Work instruction A
Answer these questions from the passage about film in the south of France, marking each answer (i), (ii) or (iii):
(i) Who presented Chrétien with his Oscar, and at what event?
(ii) In what year did the Mayor of Nice launch the revival project for Victorine?
(iii) Which company is producing The Serpent Queen, and for whom?
Work instruction B
Sum up the passage about film in the south of France in two sentences.
Work instruction C
Rewrite the stretch of the passage about film in the south of France from "Spyros Skouras, President" through "Cercle Henri Chrétien.", substituting "assistants" for "collaborators".

Passage
----------
In 1953, Spyros Skouras, then-president of 20th Century Fox, met with Chrétien in Nice to sign a contract for manufacturing and operating the Hypergonar lens. The first film shot in CinemaScope was released a few months later in Hollywood and in Paris, and Chrétien received an Oscar from the Academy of Motion Picture Arts and Sciences in Los Angeles the following year. Then aged 75, he chose not to travel to California, so Olivia de Havilland presented him with the award at the Cannes Film Festival instead.

Private collection

Spyros Skouras, President of 20th Century Fox, visits Henri Chrétien in Nice, as two of his collaborators (left) and the secretary of Chrétien’s Hypergonar lenses manufacturing company (right) look on. 1953, photograph, Nice, Cercle Henri Chrétien.


From 1985 onwards, activity at Victorine drew to a halt owing to the gradual switch from built sets to special effects. Following two decades of limited operations at the studios, a revival project was launched in 2018 by the Mayor of Nice, Christian Estrosi, with plans to appoint a company to set up shop at Victorine in order to co-manage it, alongside the municipality.

125 miles away, Provence Studios, which was established in Martigues, near Marseille, in 2013, is also showing strong Hollywood ambitions. This year, it hosted its biggest project yet: The Serpent Queen, based on Leonie Grieda’s best-selling Catherine de Medici – Renaissance Queen of France, which tells the story of the queen consort from 1530 to 1570. The series is being produced by Lionsgate for Starz. The six-month shoot, which saw the creation of over 300 jobs, took place both in southern France and in the châteaux of the Loire Valley.

The south of France has a rich movie heritage crying out for consolidation, and it is determined to create a local industrial network capable of meeting the exacting standards of Hollywood productions. As France’s second most popular region for film shoots, and with annual economic spinoffs estimated at over €130 million (US$150 million), local authorities are aiming to modernize their film infrastructure and train future technical crews. This second goal is already underway, with the opening in 2018 in Marseille of a new branch of filmmaker Ladj Ly’s Kourtrajmé Film School, the introduction of the ENS Louis-Lumière continuing education program at the Victorine site (October 2021), and an Audiovisual and Immersive Creation master’s program (September 2022).
----------
Raw data
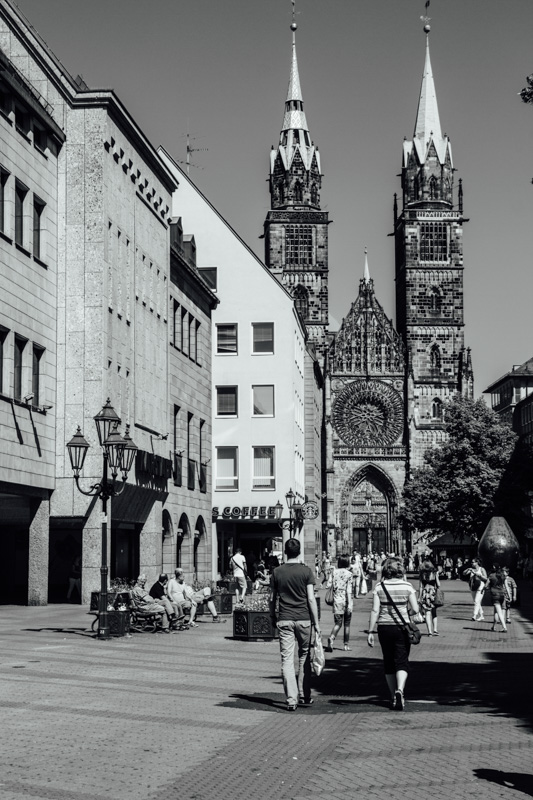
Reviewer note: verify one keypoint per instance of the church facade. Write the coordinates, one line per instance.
----------
Your response A
(i) Olivia de Havilland, at the Cannes Film Festival.
(ii) 2018.
(iii) Lionsgate, for Starz.

Your response B
In 1953, Spyros Skouras of 20th Century Fox met Chrétien in Nice to sign a contract for the Hypergonar lens, the first CinemaScope film came out a few months later, and Chrétien received an Oscar the following year. Today, with the Victorine studios in Nice and Provence Studios in Martigues, the south of France wants a local industrial network that can meet Hollywood's standards, and local authorities aim to modernize its film infrastructure and train future technical crews.

Your response C
Spyros Skouras, President of 20th Century Fox, visits Henri Chrétien in Nice, as two of his assistants (left) and the secretary of Chrétien’s Hypergonar lenses manufacturing company (right) look on. 1953, photograph, Nice, Cercle Henri Chrétien.